● **Set problem**:
In the walkthrough of how a stock order is processed, repeat word for word the passage from "5. OMS publishes" to "their order fills.".

1. User taps “Buy 10 RELIANCE at ₹2,850” in the app → request hits API Gateway
2. Gateway checks: Is the user authenticated? Has this request been sent before (idempotency key)? Is the user within rate limits?
3. Gateway forwards to OMS. OMS validates: Does the user have enough cash? Is RELIANCE a valid symbol? Is the market open?
4. OMS persists the order in Postgres with status PENDING and blocks ₹28,500 from the user’s available balance (soft hold — money isn’t gone yet, just reserved)
5. OMS publishes an order.placed event to Kafka, partitioned by symbol
6. User gets back 202 Accepted with their orderId — they don’t wait for matching

Why Kafka between OMS and Matching Engine?

The matching engine processes orders one at a time per symbol. If OMS waited for matching synchronously, every order would block. Instead: OMS responds instantly (“accepted”), matching happens async. The user gets notified when their order fills.

Why partition by symbol?

● **Information supplied**:
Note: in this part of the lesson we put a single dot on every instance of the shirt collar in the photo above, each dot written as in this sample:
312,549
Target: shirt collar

● **Exercise result**:
5. OMS publishes an order.placed event to Kafka, partitioned by symbol
6. User gets back 202 Accepted with their orderId — they don’t wait for matching

Why Kafka between OMS and Matching Engine?

The matching engine processes orders one at a time per symbol. If OMS waited for matching synchronously, every order would block. Instead: OMS responds instantly (“accepted”), matching happens async. The user gets notified when their order fills.